**Exercise passage:**
━━━━━━━━━━━━━━━━

Monday, Feb. 06, 1933
Sneezers
A Kentucky plumber's wife last week displaced a Wisconsin foster child as heroine of the nation's sneezing news. Daisy Jost, 15, of Chippewa Falls, Wis. had ceased sneezing when Mrs. Lonnie Dickson, 48, of Princeton, Ky., commenced to sneeze. Daisy held the time record (nine days); Mrs. Dickson set the frequency record (25 times a minute). While the excitement lasted friends advised all sorts of remedies--pressing the upper lip, cold baths, blowing cigaret smoke through the nose. Doctors cured both sneezers by giving them sedatives (which allowed them to sleep and gain strength) and letting the attacks blow themselves out.
In Daisy Jost's case the Mayo Clinic, urged by Daisy's physician, Dr. William Conrad George Henske, went to the rescue. Guided by Bacteriologist Edward Carl Rosenow, a zealot in finding new germs and new forms of old germs, the Mayo specialists infected rabbits with smears taken from Daisy Jost's throat & nose. Declared Dr. Rosenow: "This is the first time that tests in cases of sneezing have been conducted in this world, to my knowledge. We are hoping that we will find a streptococcus that causes sneezing, so that a serum may be devised to combat it." The infected rabbits sneezed, indicating that a germ made Daisy Jost sneeze. Dr. Rosenow's men decided that the germ was the same one responsible for sleeping sickness. Before they could attempt to make a serum, Daisy got well spontaneously.
Mrs. Dickson had only smalltown doctors to attend her -- Dr. William Patrick Morse, 59, who lives along Rural Delivery Route No. 1 outside Princeton; and Dr. William Louard Cash, 53, obstetrician, who is Mayor of Princeton. They soothed her with drugs for 120 hours, then found and removed from her nose her sneeze-maker--a wild hair.
A sneeze is a cough through the nose and, like coughing, a reflex effort to clear the air passages of an irritation. In sneezing the lungs fill with air, then forcibly expel the air. As the blast shoots up the windpipe, the tongue presses against the soft palate, thus shutting the mouth off from the throat. Only way for the blast to get out of the head is through the nose.

━━━━━━━━━━━━━━━━

**Data segment:**

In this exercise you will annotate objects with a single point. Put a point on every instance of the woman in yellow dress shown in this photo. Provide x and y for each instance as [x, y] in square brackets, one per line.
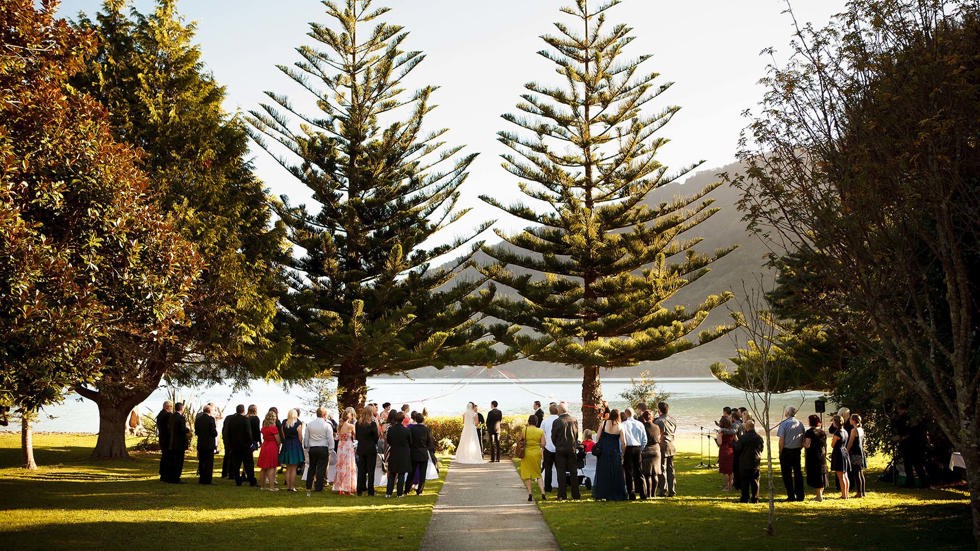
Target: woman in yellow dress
[531, 464]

━━━━━━━━━━━━━━━━

**Exercises to complete:**
- a) In the Sneezers article, what did Mrs. Dickson's doctors remove from her nose?
- b) Reproduce the part of the Sneezers article starting with "In Daisy Jost's" and going on through "got well spontaneously.".
The listing has no connection to the Sneezers article.

**Written answers:**
- a) A wild hair.

- b)
In Daisy Jost's case the Mayo Clinic, urged by Daisy's physician, Dr. William Conrad George Henske, went to the rescue. Guided by Bacteriologist Edward Carl Rosenow, a zealot in finding new germs and new forms of old germs, the Mayo specialists infected rabbits with smears taken from Daisy Jost's throat & nose. Declared Dr. Rosenow: "This is the first time that tests in cases of sneezing have been conducted in this world, to my knowledge. We are hoping that we will find a streptococcus that causes sneezing, so that a serum may be devised to combat it." The infected rabbits sneezed, indicating that a germ made Daisy Jost sneeze. Dr. Rosenow's men decided that the germ was the same one responsible for sleeping sickness. Before they could attempt to make a serum, Daisy got well spontaneously.